WHAT TO WORK ON:
(1) In the personal post below, reproduce word for word the passage starting with "I use the word" and going on through "move past that.".
(2) In the personal post below, the sentence beginning "However, the reality is" describes how the writer actually is. List each quality it names.
(3) Extend the personal post below by continuing it past its final sentence.

EXTRACT PROVIDED:

Yes, I still refuse to discuss this hell here. Those that are worthy of knowing why I am in this hell have
already been told about my struggle filled with indecision personally. Those that have not been told need assume
nothing for you know nothing. Just
because you read my words does not mean that you know me, or would want to know
me. I am crazy, that is a fact, and not
everyone can handle a crazy acquaintance.
I use the word acquaintance simply because, as I have discussed before,
I am as hesitant to throw around the word friend as I am the word love. I have tons of acquaintances. I have very few friends. But that discussion has already been had and
it is time to move past that.
My life has been opened up to new experiences. Or I guess revisited experiences given my
past nymphomania. “Details! Details!
Details!” I can almost hear you
screaming, but no, discretion is key.
Suffice it to say that Kitty has been feeling very satisfied lately and
has been in a much better mood because of it.
This is not simply just ‘getting some’ to use the vernacular, but
getting some in the way I need it.
Let’s leave it at that.
I finally met the previously mentioned
obsession for a video gaming session.
He’s less an obsession now and more a pen pal. I was hesitant to meet however, because even though I have been
communicating with this person for a few weeks now, I still hold onto a certain
fantasy in my head of how someone will be.
Not a sexual fantasy, you perverts, but and idealistic view of how
someone acts, behaves, dresses, etc.
However, a bigger fear than that of dashing my fantasy image to the
ground is the one of dashing his fantasy to the ground. You see, here, I am profound, wickedly
intelligent, decisively evil, and only post those photos which highlight my
best attributes; I am quite egotistical and arrogant to be honest. However, the reality is I am quite
self-effacing, unassured, and unconfident of my beauty. (I know I am wickedly intelligent, there is
no modesty there.) Years of being
taunted have more than made me insecure about my looks, and no matter what
anyone says I will always doubt my beauty.

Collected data
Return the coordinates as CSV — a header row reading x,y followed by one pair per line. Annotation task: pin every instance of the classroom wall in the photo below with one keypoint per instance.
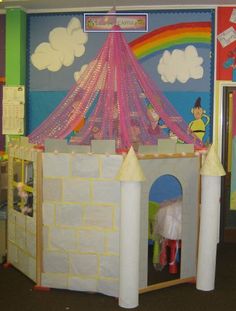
x,y
48,84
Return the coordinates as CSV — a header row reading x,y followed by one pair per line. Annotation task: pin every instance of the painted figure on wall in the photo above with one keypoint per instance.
x,y
198,126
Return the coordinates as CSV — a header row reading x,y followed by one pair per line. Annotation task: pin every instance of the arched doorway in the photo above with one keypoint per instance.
x,y
165,214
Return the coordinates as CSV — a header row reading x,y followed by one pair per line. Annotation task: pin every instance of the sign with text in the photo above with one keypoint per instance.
x,y
115,22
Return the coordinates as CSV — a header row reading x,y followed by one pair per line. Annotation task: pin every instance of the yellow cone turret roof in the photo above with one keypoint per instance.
x,y
130,169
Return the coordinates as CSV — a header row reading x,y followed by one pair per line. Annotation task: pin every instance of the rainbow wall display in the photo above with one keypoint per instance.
x,y
172,36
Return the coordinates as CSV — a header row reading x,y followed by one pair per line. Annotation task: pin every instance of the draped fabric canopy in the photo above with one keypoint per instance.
x,y
114,99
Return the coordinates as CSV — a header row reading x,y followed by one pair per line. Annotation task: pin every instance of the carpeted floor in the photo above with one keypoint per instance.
x,y
17,294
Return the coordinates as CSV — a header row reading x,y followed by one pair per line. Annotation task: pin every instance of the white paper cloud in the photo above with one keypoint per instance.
x,y
180,65
64,45
78,74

RESPONSES TO THE TASKS:
(1)
I use the word acquaintance simply because, as I have discussed before,
I am as hesitant to throw around the word friend as I am the word love. I have tons of acquaintances. I have very few friends. But that discussion has already been had and
it is time to move past that.

(2)
- self-effacing
- unassured
- unconfident of my beauty

(3)
I am sensual, passionate, desirable, but not beautiful. I will however take compliments quite
willingly. :) Enough of my self-image issues and back to the point. The obsession was as nice and friendly as I
would have assumed, though it was similar to spending time with my little brother. Amazing how one’s perceptions of how
interactions will go are dashed by reality.
Nonetheless, a good time was had by all and Stephen, I would SO kick
your ass in Area 51 had it been working.
(See, it’s on the internet now, you have to believe it.)
This semester at UCF continues to
disillusion me. I’ve asked a few of my
co-workers, “Have you ever been in a class where the very essence of what is
being taught goes against everything you believe in?” Many have said yes, that you just ignore it, get your ‘A’, and
move on. However that is so hard to do
when one is repeatedly force-fed ideals that are not their own. What I am rambling about here is my
Interviews and Interrogations class.
The first half of this class is based on learning the laws behind
interrogations, Miranda and such, and then HOW TO GET AROUND THEM! Um, excuse me, I’m sorry, but I thought the
Supreme Court ruled a certain way to protect those liberties, not for officers
to figure out how to squash them anyway.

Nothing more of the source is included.